**Listed entries**
--
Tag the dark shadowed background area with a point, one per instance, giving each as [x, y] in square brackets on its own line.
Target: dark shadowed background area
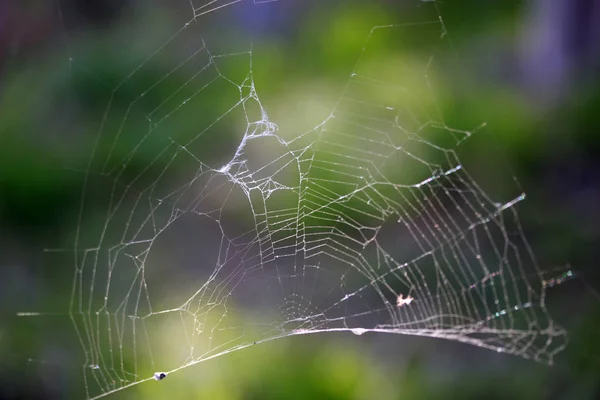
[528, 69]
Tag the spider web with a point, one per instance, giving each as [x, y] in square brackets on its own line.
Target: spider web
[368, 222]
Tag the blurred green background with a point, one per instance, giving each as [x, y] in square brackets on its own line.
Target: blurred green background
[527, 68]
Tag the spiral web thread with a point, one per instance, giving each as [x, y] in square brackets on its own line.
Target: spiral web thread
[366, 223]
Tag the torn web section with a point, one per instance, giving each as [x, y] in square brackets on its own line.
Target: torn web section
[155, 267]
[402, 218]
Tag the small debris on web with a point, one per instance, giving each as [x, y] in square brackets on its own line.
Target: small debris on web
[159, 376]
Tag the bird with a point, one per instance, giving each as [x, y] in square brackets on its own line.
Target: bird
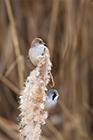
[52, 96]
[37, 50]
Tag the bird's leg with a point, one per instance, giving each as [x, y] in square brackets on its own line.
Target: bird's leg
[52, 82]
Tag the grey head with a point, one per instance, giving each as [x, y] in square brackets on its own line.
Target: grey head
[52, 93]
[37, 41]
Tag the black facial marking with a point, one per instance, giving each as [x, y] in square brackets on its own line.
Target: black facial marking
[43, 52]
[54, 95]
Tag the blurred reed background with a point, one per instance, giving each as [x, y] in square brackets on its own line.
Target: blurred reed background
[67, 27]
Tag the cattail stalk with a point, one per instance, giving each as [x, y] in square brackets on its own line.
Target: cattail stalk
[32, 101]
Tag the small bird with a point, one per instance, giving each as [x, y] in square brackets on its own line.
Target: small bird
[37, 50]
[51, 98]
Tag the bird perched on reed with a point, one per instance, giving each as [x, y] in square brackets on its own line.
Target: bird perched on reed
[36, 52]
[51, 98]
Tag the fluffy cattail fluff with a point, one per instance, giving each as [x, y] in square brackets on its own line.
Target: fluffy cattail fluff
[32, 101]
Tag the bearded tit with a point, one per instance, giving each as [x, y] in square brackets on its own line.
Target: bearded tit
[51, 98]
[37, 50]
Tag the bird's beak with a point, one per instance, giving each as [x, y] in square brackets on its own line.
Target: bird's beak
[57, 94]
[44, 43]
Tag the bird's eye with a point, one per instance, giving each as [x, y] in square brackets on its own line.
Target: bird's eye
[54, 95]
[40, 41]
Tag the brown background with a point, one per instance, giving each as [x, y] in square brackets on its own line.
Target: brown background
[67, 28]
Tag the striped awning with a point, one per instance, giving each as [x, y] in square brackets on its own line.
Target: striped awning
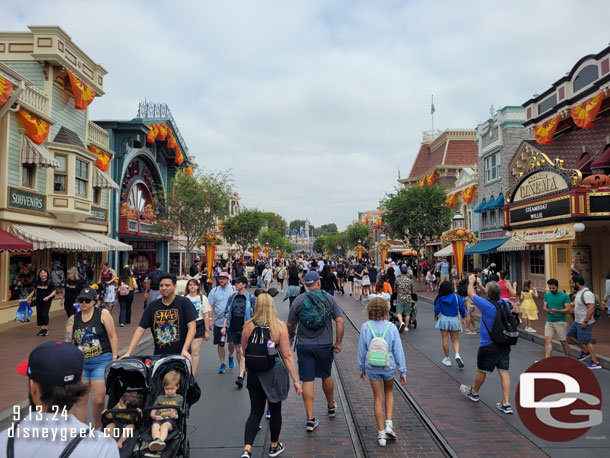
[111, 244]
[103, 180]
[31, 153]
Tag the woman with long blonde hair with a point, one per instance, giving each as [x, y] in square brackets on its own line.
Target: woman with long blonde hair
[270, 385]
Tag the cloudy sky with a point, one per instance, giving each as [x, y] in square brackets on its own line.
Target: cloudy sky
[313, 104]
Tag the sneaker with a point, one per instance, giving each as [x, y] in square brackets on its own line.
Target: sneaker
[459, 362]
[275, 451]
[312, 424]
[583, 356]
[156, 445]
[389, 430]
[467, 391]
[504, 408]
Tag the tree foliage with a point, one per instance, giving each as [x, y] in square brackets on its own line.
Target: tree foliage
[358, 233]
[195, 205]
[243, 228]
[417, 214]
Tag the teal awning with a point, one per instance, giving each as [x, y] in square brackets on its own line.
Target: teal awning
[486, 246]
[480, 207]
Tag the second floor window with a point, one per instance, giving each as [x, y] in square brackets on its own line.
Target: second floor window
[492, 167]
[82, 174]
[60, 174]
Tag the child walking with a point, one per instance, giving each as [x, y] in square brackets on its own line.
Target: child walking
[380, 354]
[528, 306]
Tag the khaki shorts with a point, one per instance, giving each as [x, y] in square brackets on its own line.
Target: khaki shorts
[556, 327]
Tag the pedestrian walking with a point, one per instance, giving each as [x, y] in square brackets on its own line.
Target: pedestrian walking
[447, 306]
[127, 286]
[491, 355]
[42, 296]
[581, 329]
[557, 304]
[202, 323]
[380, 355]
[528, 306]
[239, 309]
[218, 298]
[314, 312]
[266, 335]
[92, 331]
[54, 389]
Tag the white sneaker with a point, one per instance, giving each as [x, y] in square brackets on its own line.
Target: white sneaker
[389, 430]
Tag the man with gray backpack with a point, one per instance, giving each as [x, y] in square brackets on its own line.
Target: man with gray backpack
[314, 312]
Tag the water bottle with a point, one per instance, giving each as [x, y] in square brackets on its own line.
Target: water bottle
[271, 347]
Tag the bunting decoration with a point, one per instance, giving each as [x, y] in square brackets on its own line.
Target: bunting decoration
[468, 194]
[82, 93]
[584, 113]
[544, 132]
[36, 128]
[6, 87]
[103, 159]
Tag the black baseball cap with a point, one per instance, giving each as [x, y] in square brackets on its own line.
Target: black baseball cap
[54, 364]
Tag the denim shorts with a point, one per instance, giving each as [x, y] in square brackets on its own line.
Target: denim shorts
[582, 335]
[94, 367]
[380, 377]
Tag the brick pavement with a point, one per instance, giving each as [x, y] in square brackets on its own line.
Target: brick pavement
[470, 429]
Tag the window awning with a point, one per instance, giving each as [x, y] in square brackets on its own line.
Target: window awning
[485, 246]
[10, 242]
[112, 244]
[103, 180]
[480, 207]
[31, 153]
--
Copy the records exactly; no image should appear in the result.

**Output for this task**
Tag the dark shadowed background area with a point, one per instance, giving each as [x, y] in square brackets on its own line.
Target: dark shadowed background area
[528, 69]
Tag the spider web with a point, one per instance, giving each as [x, y] in square brackets on its own line.
Target: spider web
[368, 222]
Tag the blurred green background with a point, one per instance, giving each as [x, y] in square brackets on its own line.
Target: blurred green background
[527, 68]
Tag the spiral web thread with a point, one per instance, giving each as [x, y] in square brackets on its own line.
Target: spiral web thread
[366, 223]
Tag the torn web section with a point, one per instance, giving each as [x, y] in square brackets on its own line.
Target: torn web section
[155, 267]
[402, 218]
Tag the small debris on web with a point, one per instance, giving each as [x, y] in square brackets on its own line.
Target: small debris on web
[159, 376]
Tag the bird with a point, one per instance, giving each as [x, y] in square brackets on its own line.
Target: bird
[52, 96]
[37, 50]
Tag the bird's leg with a point, one per instance, giving each as [x, y] in square brackets on its own line.
Target: bird's leg
[52, 82]
Tag the grey head with a point, one per instance, giving each as [x, y] in square brackets on its own line.
Target: grey head
[52, 93]
[37, 41]
Tag the black facial marking with a point, one per instance, giving each as [x, y] in square brackets on its own line.
Target: black facial marking
[43, 52]
[54, 95]
Tag the blurred reed background with a point, one per instance, giving each as [x, y] in square brackets on its own line.
Target: blurred reed background
[67, 27]
Tag the cattail stalk with a point, one per instance, giving each as [x, y] in square brackets on its own line.
Target: cattail stalk
[32, 101]
Tag the small bird with a point, one per instance, giving each as [x, y] in square brackets on its own line.
Target: small bird
[37, 50]
[51, 98]
Tag the bird perched on reed with a point, one per instance, giving each as [x, y] in square brackets on its own line.
Target: bird perched on reed
[36, 52]
[51, 98]
Tag the fluffy cattail fluff with a point, one per instance, giving each as [x, y] in square brackets on its own line.
Target: fluffy cattail fluff
[32, 101]
Tag the bearded tit with a point, one per instance, giving each as [x, y] in square brackets on its own line.
Target: bearded tit
[51, 98]
[37, 50]
Tag the bird's beak with a point, one per instance, giving each as [x, y] in square brackets on its own line.
Target: bird's beak
[57, 94]
[44, 43]
Tag the bird's eye with a point, one per instance, giving each as [x, y] in square brackets on its own line.
Target: bird's eye
[54, 95]
[40, 41]
Tag the brown background with a point, one per instance, giving each as [x, y] in square brackets on its own line.
Target: brown background
[67, 28]
Tag the striped awning with a point, one per instance, giving each as [x, y] in square brackets on its own line.
Target: striped awning
[111, 244]
[103, 180]
[31, 153]
Tag the woman with long blonde hair with a point, one per instance, giving each as [x, y] in square brackets on its own line.
Target: woman with long blonde hair
[270, 385]
Tag the cloudy sky with a point, one per instance, giving each as [x, y] in square brackets on its own line.
Target: cloudy sky
[313, 104]
Tag the sneaker with a point, one per instance, giving each as [x, y] in square brackets on its own line.
Target: sneaker
[459, 362]
[275, 451]
[312, 424]
[583, 356]
[156, 445]
[389, 430]
[467, 391]
[504, 408]
Tag the tree foliage with a point, one per instance, giving each as [x, y] in square brackets on its own line.
Target: tree foliage
[358, 233]
[195, 205]
[243, 228]
[417, 214]
Tag the teal awning with a point, one per instance, giving each as [x, y] in square brackets on its own line.
Target: teal awning
[486, 246]
[480, 207]
Tag the second floor window with a point, one per instance, giving each as [x, y] in square brackets on its own line.
Target: second floor window
[492, 167]
[82, 174]
[60, 174]
Tag the child walking with a point, one per instance, giving each as [x, y] in square brackets on its own line.
Target: child walking
[380, 354]
[528, 306]
Tag the khaki shorts with a point, one per instance, giving each as [x, y] in square brackets on its own line.
Target: khaki shorts
[556, 327]
Tag the pedestrian walking with a point, one per instance, giving each as [x, y] in square brackets on its own line.
Target: pedestrian walking
[447, 306]
[127, 286]
[491, 355]
[42, 296]
[581, 329]
[557, 304]
[202, 323]
[380, 355]
[528, 306]
[239, 309]
[218, 298]
[314, 312]
[266, 335]
[92, 331]
[54, 389]
Tag the white sneaker with a point, one per instance, giving each as [x, y] in square brackets on its own line.
Target: white sneaker
[389, 430]
Tag the man with gray backpack with a point, one per instance, giving each as [x, y] in square brackets on its own line.
Target: man with gray backpack
[314, 312]
Tag the water bottle with a point, one per instance, giving each as [x, y] in square brackets on its own line.
Target: water bottle
[271, 347]
Tag the bunting decoration with a point, one per instance, giving each as [x, y] in square brackets on its own line.
Target: bunting decoration
[468, 194]
[82, 93]
[584, 113]
[544, 132]
[36, 128]
[6, 87]
[103, 159]
Tag the black baseball cap with a point, one per instance, giving each as [x, y] in square brackets on its own line.
Target: black baseball cap
[54, 364]
Tag the denim shorts with a point, one per instance, giving each as [x, y] in square brackets on its own line.
Target: denim shorts
[582, 335]
[94, 367]
[380, 377]
Tag the brick pavement with a point, one per instance, giving each as [x, y] in square brackets on its own line.
Target: brick pavement
[470, 429]
Tag the window awning with a point, one per instance, giving each as [x, y] in square brackets on its own line.
Target: window awning
[485, 246]
[10, 242]
[112, 244]
[103, 180]
[480, 207]
[31, 153]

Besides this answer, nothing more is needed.